Objectif de la tâche
D'après le segment de texte, pourquoi la Commission de la santé mentale du Canada a-t-elle un pouvoir unique de transformer la santé mentale des collectivités autochtones ?

Le comité espérait que, grâce au renforcement de la coordination interministérielle et de la surveillance parlementaire annuelle, les gens qui en ont le plus besoin recevraient enfin de l'aide.

Outre ce cadre amélioré visant à renforcer la responsabilité et la surveillance, le comité du Sénat a également recommandé que le gouvernement mette immédiatement en place un plan pour s'attaquer aux taux élevés de suicide et de toxicomanie chez les Autochtones. Le rapport laissait entendre que la Commission de la santé mentale du Canada pourrait assumer une partie de cette responsabilité. Avec les ressources dont elle dispose, son dynamisme et son orientation nationale, la commission a un pouvoir unique de transformer la santé mentale des collectivités autochtones. Je crois qu'elle pourrait être un intermédiaire efficace pour acheminer de l'information, des fonds et des idées créatrices. Cela dit, la responsabilité incombe, en fin de compte, au gouvernement fédéral, et je l'exhorte à enfin prendre des mesures décisives à cet égard.

Données extraites
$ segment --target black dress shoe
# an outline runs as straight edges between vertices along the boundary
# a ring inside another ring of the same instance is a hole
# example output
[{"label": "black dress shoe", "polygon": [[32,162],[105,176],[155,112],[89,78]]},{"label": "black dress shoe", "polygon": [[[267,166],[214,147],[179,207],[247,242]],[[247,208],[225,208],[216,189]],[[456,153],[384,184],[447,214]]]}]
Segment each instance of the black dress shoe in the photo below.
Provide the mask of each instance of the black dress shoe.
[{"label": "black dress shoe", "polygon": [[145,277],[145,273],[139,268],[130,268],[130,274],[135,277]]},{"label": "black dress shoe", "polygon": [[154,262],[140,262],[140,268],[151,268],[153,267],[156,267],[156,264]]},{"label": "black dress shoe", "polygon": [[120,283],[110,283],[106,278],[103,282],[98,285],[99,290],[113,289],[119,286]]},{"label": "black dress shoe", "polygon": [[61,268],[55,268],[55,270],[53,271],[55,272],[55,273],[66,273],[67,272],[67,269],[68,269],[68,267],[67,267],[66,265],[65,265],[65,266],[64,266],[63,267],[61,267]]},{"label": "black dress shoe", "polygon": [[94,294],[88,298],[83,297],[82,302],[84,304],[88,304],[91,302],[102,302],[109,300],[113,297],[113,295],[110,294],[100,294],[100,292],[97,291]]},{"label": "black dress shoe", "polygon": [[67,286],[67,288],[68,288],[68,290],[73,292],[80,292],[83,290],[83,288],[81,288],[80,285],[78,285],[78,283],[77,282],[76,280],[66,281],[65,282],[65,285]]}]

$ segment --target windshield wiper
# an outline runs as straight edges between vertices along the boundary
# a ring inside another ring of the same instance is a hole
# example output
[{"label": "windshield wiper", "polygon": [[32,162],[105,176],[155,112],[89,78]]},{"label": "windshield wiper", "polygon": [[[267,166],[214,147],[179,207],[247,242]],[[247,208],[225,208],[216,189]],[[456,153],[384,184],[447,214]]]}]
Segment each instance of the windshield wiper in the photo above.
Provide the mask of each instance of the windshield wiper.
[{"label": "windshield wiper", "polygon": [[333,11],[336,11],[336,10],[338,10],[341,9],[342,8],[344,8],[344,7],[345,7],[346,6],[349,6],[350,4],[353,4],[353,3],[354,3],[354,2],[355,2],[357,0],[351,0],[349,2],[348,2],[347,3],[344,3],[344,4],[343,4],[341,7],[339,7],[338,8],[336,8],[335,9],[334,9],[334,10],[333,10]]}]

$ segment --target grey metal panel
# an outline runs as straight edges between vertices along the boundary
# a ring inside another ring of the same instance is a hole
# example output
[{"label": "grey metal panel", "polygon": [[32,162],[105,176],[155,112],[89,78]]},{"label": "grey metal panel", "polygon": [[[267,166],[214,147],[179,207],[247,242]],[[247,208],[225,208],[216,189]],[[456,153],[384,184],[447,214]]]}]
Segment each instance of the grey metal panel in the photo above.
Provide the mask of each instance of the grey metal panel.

Résultat de l'exercice
Elle possède ce pouvoir grâce aux ressources dont elle dispose, à son dynamisme et à son orientation nationale.